Required task
Return, without any change, the part of the items below that opens with the line containing "where the bare" and closes with the line containing "[43, 7, 53, 31]", including both of those lines.
---
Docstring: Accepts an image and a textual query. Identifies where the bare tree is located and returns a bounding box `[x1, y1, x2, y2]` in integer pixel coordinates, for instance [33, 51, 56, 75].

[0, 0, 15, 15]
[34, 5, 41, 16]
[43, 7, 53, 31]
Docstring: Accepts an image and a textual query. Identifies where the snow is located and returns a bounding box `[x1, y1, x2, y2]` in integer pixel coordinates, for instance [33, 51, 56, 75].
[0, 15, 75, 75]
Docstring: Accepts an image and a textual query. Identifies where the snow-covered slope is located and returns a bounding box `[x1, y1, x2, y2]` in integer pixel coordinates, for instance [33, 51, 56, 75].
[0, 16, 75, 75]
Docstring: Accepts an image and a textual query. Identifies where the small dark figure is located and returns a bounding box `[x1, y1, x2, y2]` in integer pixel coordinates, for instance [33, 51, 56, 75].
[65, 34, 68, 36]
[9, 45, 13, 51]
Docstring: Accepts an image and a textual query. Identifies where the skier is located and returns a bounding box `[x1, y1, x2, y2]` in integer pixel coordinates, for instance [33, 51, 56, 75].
---
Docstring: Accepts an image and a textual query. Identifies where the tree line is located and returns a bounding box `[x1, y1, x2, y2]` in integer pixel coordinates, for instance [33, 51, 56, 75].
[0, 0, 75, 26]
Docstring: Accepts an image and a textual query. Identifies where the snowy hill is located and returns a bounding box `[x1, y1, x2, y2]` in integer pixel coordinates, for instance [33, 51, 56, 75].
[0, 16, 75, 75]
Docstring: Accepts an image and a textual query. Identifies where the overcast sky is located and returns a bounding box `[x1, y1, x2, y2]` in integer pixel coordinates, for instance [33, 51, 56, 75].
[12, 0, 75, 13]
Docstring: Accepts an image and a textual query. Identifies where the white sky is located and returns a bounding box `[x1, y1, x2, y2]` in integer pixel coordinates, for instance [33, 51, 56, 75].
---
Answer to this task
Docstring: Accepts an image and a textual query. Identifies where the bare tree is located and returns a bounding box `[x1, y1, x2, y2]` in integer pixel coordinates, for instance [33, 51, 56, 75].

[0, 0, 15, 15]
[34, 5, 41, 16]
[43, 7, 53, 31]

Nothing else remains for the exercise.